• Exercise instructions: Tally how many lines of the records below contain the string "pile", and give only that number.

========

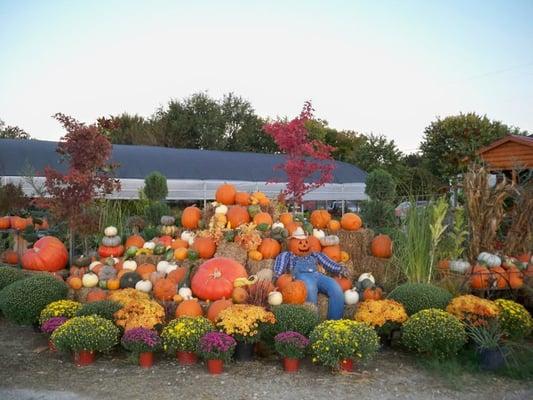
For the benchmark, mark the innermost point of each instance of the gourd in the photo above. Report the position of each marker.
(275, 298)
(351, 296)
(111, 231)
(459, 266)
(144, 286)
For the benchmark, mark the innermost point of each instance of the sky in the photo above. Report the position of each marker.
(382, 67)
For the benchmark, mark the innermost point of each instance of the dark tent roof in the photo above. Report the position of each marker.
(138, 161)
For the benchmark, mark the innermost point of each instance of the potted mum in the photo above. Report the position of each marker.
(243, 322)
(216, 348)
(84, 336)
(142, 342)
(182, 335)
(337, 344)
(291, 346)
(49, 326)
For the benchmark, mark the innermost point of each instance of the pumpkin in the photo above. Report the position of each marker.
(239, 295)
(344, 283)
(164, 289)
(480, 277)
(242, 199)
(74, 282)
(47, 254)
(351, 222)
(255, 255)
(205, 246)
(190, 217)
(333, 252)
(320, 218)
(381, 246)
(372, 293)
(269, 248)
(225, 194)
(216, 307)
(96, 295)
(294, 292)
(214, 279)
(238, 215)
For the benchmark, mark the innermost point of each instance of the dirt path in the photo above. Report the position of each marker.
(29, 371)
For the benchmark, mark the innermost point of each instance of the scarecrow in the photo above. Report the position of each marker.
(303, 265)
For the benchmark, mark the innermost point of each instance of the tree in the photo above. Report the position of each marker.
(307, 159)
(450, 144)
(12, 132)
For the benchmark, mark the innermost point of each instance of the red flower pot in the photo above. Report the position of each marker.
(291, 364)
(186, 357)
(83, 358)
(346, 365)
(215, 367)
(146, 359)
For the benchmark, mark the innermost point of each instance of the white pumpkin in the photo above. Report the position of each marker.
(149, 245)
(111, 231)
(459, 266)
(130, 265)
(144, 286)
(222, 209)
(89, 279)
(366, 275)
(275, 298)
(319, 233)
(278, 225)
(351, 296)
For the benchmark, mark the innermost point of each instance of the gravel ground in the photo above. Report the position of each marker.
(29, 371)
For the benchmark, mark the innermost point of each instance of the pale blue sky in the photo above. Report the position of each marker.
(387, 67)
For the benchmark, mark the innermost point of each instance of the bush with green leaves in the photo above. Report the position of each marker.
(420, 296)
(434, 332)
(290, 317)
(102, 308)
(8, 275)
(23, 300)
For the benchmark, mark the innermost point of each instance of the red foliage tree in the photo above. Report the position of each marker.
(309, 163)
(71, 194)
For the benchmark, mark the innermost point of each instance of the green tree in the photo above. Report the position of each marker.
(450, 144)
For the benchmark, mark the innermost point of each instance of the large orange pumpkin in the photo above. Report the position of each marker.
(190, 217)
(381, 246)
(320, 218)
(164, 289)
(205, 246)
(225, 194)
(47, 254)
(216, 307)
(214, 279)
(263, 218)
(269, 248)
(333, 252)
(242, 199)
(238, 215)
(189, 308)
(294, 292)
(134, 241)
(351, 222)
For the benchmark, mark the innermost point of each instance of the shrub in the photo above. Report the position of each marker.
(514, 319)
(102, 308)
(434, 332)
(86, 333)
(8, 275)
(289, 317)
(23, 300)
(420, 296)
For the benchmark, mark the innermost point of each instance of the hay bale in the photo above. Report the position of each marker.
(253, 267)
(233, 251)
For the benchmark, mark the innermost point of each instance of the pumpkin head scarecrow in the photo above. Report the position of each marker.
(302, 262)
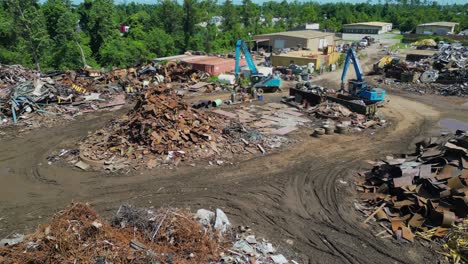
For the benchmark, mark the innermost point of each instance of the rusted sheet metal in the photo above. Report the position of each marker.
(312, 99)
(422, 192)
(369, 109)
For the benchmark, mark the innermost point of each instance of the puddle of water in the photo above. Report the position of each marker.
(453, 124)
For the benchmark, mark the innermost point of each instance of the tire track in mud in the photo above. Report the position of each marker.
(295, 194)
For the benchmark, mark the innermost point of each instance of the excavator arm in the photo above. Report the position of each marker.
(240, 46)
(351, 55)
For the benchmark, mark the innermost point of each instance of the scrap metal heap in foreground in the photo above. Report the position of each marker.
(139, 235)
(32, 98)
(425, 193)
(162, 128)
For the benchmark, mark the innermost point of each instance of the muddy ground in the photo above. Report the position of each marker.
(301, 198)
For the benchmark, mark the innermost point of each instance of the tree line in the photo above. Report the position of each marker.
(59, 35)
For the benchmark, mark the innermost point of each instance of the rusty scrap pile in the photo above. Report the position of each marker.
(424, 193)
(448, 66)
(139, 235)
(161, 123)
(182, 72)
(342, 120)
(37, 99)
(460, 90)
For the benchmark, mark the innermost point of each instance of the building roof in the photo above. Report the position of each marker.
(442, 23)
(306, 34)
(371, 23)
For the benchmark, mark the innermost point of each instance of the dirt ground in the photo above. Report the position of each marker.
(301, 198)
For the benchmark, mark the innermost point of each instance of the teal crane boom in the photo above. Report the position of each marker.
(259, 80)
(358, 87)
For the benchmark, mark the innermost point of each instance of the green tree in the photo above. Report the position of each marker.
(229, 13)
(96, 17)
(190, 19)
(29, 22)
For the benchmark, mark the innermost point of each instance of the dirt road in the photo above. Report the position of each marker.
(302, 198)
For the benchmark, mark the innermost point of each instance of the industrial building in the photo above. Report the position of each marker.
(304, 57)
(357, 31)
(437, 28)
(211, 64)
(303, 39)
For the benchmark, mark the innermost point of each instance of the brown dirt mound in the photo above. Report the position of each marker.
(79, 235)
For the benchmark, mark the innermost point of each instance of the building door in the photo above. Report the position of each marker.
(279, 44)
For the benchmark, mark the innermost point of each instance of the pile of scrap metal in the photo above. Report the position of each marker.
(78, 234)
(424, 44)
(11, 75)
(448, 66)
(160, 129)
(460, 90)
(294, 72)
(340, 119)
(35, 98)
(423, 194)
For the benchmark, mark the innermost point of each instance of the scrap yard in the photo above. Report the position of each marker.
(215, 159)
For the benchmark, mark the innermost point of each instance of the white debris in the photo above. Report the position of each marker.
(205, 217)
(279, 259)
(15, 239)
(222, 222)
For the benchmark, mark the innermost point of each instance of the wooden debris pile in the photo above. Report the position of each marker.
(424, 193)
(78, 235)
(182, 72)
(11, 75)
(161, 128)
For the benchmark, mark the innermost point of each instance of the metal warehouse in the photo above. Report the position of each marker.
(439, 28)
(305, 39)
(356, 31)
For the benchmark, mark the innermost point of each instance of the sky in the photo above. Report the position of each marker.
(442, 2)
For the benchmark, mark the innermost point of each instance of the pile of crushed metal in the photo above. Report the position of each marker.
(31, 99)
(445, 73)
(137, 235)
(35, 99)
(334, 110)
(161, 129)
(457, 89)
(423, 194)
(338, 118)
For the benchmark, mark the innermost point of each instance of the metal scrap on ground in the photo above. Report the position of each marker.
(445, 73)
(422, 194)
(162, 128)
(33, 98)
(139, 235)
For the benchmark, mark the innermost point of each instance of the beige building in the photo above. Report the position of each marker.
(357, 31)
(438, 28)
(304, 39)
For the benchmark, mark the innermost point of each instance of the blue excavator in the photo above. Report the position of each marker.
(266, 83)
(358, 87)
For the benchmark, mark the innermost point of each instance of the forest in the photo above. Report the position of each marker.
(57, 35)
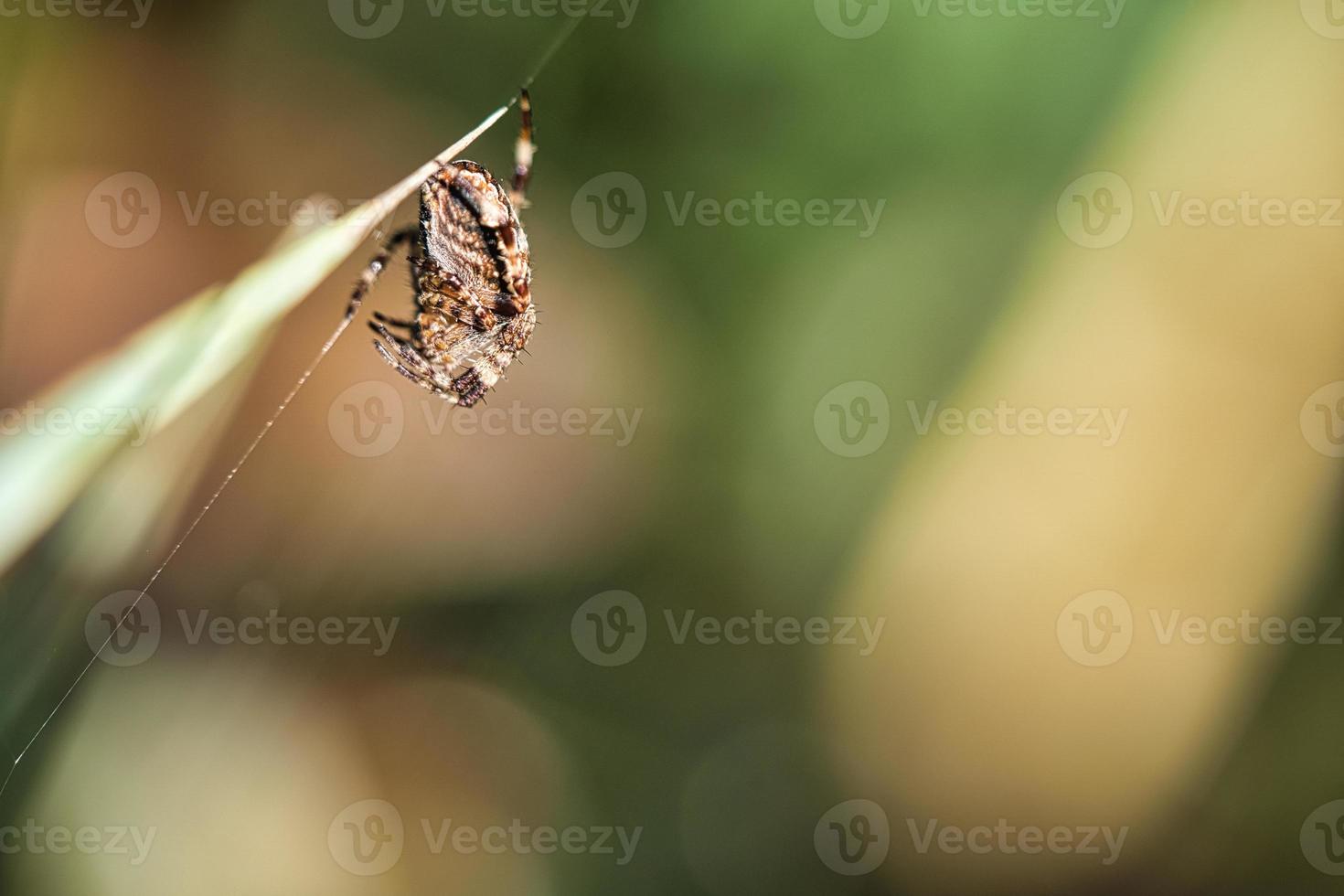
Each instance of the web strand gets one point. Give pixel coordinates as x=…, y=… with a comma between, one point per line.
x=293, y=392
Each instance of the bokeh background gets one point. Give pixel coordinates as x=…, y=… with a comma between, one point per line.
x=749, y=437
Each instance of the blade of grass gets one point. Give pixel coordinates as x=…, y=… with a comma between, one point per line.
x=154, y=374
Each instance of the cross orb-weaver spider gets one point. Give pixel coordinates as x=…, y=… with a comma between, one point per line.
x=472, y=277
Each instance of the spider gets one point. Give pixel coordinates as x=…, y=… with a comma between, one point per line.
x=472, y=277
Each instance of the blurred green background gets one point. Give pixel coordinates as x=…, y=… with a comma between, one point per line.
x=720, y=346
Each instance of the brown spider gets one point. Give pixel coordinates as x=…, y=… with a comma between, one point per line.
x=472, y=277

========

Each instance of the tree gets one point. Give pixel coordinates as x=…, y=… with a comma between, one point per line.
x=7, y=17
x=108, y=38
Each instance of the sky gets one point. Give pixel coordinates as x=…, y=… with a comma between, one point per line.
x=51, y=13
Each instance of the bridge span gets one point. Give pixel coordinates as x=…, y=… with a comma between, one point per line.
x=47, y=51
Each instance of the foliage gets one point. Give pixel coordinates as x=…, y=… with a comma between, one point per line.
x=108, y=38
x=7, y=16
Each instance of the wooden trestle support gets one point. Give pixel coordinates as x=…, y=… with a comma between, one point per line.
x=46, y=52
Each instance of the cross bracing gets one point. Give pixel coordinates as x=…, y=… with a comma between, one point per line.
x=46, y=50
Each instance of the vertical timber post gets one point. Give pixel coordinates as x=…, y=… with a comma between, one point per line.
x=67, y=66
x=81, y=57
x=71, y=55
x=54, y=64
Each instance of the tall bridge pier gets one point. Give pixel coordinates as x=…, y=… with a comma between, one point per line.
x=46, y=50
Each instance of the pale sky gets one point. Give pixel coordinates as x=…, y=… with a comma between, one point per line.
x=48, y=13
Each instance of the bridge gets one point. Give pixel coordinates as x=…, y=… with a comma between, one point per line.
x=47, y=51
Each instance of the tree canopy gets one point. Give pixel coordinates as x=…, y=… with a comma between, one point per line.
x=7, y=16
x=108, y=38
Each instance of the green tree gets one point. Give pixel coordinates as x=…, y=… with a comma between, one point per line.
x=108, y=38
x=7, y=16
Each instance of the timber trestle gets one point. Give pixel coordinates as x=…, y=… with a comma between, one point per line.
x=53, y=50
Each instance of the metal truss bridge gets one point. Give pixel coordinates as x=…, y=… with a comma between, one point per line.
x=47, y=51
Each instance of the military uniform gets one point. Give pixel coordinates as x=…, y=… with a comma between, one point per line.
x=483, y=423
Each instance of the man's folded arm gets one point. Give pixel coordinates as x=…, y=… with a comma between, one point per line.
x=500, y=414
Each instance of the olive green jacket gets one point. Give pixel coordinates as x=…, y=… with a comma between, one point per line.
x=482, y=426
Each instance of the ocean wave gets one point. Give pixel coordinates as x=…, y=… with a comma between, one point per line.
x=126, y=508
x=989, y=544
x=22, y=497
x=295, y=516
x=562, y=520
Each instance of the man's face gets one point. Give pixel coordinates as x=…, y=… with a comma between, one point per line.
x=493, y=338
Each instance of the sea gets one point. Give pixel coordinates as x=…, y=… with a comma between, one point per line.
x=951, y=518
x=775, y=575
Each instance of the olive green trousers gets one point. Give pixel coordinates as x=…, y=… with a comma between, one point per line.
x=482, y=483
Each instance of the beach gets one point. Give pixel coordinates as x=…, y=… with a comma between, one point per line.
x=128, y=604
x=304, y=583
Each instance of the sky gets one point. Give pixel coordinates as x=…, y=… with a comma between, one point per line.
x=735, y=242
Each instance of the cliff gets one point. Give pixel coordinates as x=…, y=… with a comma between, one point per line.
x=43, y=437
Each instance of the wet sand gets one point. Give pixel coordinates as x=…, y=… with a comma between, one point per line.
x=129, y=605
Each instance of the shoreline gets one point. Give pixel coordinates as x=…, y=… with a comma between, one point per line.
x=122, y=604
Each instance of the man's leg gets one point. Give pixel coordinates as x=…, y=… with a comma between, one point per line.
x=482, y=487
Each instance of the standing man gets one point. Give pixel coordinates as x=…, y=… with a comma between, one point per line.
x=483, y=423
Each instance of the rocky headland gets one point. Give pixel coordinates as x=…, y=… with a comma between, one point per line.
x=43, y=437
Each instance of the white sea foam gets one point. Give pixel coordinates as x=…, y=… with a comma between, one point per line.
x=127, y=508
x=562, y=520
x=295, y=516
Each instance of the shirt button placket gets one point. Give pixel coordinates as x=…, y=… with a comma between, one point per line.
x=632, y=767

========

• Reply: 4